==== Tekstfragment

Handelingen

Mongolen

Uit Wiki Munten en papiergeld

Mongolen, Centraal-Aziatische volksstammen van mongoloïde oorsprong. In 1206 werd een Mongools stamhoofd, Temujin, door de Mongoolse edelen tot Genghiz Khan (Grote Machtige Koning) uitgeroepen. Onder zijn leiding veroverden de Mongolen o.a. Noord-China, Noordoost-Iran, Turkestan, Afghanistan en Oezbekistan. Bij de dood van Genghiz Khan (1227) strekte het Mongoolse rijk zich uit van de Kaspische Zee in het westen tot de Chinese Zee in het oosten. Het werd onder zijn zonen Tuleh, Ogotai, Jagatai en Juji verdeeld; Tuleh kreeg het stamland en diens zoon Koeblai Khan (1257-1294) werd de grondlegger van de Yuan-dynastie (1279-1368) in China.

Van 1272- 1292 verbleef Marco Polo aan het hof van Koeblai Khan. In 1256 werd Hulagu, zoon van Tuleh, tot "Ilkhan" over de op de [[Abbasiden veroverde gebieden in Perzië benoemd en legde daarmee de grondslag voor de dynastie van de Ilkhaniden. Ogotai werd aangewezen als opvolger van de Grote Khan en regeerde over het westerse steppengebied. Jagatai kreeg Transoxiana (Turkestan), Oost-Afghanistan en Kashgar in Oost-Turkestan.

De Jagatai-dynastie regeerde tot 1369 toen de macht door een lokale gouverneur, Timoer (1370-1405), werd overgenomen die daarmee de basis legde voor de dynastie van de Timoeriden. Een lid van deze dynastie, Mohammed Babar, viel in 1526 India binnen en versloeg de Sultan van Delhi. De door Babar gestichte dynastie in India is bekend als de Mogol-dynastie (Mogols ). Juji stierf vóór zijn vader. Zijn zoon Batu Khan (1224-1255) ontving Zuidwest-Siberië en West-Turkestan en vormde het rijk van de Gouden Horde. Batu Khan onderwierp Rusland en drong tot in Hongarije en Silezië door. Rivaliserende clans van de Blauwe en Witte Horden werden in 1378 met de Gouden Horde verenigd.

In het midden van de 16e eeuw veroverde Ivan IV de Verschrikkelijke de resterende delen van de Gouden Horde aan de Wolga, maar het kanaat van de Krim wist zich onder Turkse protectie tot 1783 te handhaven toen het door Rusland werd geannexeerd. Als steppevolk bezaten de Mongolen geen geldeconomie. In de nieuw veroverde gebieden, waar men met een geldeconomie in aanraking kwam, nam men het plaatselijke muntstelsel over. Onder Genghiz Khan bestond de muntslag hoofdzakelijk uit anonieme zilveren dirhems en koperen fals.

========
==== Gegevensoverzicht

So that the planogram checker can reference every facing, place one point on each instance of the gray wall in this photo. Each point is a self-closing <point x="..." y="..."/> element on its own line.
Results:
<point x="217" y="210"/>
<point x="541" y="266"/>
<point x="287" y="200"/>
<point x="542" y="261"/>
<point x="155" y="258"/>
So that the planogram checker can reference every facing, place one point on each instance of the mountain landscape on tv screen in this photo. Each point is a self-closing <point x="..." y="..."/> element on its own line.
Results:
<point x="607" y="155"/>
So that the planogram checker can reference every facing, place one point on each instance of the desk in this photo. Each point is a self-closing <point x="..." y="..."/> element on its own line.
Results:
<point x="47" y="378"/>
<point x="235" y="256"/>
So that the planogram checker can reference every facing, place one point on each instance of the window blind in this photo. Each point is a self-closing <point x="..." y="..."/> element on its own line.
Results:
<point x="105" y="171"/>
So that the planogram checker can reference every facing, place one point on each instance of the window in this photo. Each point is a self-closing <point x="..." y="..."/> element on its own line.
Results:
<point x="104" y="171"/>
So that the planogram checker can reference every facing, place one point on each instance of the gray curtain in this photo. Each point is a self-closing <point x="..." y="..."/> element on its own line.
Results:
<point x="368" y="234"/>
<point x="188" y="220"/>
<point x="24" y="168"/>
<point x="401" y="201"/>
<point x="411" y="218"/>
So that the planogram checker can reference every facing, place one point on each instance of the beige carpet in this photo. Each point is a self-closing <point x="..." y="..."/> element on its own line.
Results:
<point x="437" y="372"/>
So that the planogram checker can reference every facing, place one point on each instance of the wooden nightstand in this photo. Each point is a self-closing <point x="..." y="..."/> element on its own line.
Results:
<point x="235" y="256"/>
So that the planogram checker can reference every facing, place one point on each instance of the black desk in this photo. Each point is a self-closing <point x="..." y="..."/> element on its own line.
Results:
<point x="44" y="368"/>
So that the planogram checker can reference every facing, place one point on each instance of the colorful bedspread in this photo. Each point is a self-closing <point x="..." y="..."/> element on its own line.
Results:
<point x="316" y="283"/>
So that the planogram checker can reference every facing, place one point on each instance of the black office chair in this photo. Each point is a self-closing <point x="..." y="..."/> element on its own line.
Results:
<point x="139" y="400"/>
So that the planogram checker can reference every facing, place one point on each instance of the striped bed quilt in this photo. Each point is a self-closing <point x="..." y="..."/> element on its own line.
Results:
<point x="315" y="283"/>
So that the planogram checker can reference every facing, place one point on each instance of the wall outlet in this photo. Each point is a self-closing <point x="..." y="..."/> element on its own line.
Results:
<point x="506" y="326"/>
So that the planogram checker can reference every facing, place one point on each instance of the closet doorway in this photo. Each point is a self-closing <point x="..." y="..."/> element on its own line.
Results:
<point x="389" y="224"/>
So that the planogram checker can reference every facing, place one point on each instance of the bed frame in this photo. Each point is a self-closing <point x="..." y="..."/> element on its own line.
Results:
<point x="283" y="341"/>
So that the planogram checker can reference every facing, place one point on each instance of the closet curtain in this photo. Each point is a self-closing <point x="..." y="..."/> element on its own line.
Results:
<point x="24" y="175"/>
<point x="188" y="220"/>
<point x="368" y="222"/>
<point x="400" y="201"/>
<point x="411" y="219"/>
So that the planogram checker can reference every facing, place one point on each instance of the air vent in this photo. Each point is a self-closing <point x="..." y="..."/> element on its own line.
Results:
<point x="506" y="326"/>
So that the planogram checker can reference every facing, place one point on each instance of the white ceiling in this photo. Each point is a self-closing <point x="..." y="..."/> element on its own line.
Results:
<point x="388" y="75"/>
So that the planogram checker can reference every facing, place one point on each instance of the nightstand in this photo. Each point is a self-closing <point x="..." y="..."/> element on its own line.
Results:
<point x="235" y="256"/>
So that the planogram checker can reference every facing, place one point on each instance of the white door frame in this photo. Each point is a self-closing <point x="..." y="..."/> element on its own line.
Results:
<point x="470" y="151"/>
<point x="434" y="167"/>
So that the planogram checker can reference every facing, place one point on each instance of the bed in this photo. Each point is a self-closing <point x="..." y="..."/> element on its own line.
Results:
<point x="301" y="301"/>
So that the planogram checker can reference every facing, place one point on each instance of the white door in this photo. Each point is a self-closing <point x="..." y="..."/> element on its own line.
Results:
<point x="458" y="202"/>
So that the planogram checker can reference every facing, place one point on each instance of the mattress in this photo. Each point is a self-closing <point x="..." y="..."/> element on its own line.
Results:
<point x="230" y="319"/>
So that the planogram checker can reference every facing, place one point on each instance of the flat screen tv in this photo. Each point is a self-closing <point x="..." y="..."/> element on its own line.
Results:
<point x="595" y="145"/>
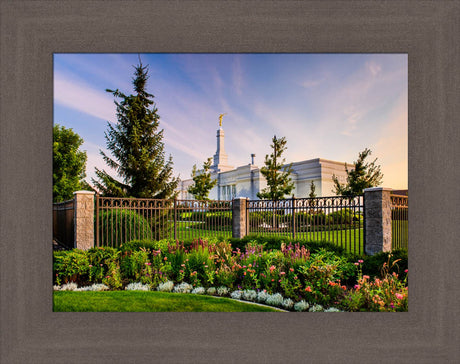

========

Opdracht 1 – Vertaal deze zin uit de tekst over de Mongolen in het Engels: "Als steppevolk bezaten de Mongolen geen geldeconomie."
Opdracht 2 – Schrijf uit de tekst over de Mongolen letterlijk het stuk over van "Uit Wiki Munten" tot en met "(1279-1368) in China.".
De gegevens spelen hierbij geen enkele rol.

Resultaat 1 – As a steppe people, the Mongols had no money economy.

Resultaat 2 –
Uit Wiki Munten en papiergeld

Mongolen, Centraal-Aziatische volksstammen van mongoloïde oorsprong. In 1206 werd een Mongools stamhoofd, Temujin, door de Mongoolse edelen tot Genghiz Khan (Grote Machtige Koning) uitgeroepen. Onder zijn leiding veroverden de Mongolen o.a. Noord-China, Noordoost-Iran, Turkestan, Afghanistan en Oezbekistan. Bij de dood van Genghiz Khan (1227) strekte het Mongoolse rijk zich uit van de Kaspische Zee in het westen tot de Chinese Zee in het oosten. Het werd onder zijn zonen Tuleh, Ogotai, Jagatai en Juji verdeeld; Tuleh kreeg het stamland en diens zoon Koeblai Khan (1257-1294) werd de grondlegger van de Yuan-dynastie (1279-1368) in China.